■ **Task prompt**:
Show every line of the material that follows in which the word "backpack" occurs.

■ **Given records**:
────
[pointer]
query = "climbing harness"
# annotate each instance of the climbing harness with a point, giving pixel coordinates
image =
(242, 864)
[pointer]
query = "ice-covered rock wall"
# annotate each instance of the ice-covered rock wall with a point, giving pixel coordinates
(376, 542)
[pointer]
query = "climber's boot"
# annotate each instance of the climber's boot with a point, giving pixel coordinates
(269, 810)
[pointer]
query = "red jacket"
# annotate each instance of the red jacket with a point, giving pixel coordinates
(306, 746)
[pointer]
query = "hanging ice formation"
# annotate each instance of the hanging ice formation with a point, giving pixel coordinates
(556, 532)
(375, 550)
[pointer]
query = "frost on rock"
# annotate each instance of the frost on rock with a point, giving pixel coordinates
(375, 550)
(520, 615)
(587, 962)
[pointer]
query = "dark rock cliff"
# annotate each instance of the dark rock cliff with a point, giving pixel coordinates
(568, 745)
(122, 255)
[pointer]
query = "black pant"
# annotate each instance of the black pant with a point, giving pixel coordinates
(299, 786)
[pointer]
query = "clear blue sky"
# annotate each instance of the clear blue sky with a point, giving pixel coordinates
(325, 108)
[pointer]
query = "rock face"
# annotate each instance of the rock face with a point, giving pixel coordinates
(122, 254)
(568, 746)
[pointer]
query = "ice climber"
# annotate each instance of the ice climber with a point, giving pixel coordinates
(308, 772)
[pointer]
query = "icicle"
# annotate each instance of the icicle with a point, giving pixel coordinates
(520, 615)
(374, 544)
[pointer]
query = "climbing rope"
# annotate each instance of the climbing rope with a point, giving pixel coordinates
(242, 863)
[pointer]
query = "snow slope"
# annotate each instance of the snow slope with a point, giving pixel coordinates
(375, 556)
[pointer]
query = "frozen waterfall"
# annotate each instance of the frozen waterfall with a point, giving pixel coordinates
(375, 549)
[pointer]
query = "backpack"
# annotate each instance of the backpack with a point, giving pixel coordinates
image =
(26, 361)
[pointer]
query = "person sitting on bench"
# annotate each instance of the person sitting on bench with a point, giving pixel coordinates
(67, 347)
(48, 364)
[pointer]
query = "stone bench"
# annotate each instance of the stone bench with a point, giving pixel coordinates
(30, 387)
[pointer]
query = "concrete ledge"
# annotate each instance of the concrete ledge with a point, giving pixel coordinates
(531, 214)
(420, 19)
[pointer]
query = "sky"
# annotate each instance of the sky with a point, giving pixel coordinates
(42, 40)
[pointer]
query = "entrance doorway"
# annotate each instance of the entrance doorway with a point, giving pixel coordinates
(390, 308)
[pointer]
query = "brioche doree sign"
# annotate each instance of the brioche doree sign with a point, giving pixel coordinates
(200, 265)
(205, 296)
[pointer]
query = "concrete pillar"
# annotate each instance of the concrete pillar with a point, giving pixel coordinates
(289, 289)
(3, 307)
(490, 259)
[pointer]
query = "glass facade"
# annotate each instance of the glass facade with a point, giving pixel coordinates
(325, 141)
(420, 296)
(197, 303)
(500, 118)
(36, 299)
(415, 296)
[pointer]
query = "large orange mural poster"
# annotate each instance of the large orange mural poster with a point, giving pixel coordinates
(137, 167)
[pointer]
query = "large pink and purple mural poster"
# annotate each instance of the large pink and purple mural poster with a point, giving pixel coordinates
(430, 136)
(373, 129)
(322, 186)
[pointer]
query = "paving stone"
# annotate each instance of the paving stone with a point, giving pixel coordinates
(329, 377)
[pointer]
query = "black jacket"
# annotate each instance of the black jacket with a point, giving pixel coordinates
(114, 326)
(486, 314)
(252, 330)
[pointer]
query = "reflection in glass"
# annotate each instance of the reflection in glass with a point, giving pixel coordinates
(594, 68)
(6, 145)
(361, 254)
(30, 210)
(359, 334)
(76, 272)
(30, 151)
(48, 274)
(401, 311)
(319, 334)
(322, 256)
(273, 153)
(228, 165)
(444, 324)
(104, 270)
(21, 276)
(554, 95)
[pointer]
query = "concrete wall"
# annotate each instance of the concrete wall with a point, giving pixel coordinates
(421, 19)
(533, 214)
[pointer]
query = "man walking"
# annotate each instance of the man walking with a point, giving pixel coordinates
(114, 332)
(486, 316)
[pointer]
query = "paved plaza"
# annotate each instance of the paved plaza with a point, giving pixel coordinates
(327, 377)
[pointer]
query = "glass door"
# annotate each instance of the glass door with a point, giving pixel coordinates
────
■ **Answer box**:
query = "backpack"
# annotate each instance of the backpack with a point, giving pixel coordinates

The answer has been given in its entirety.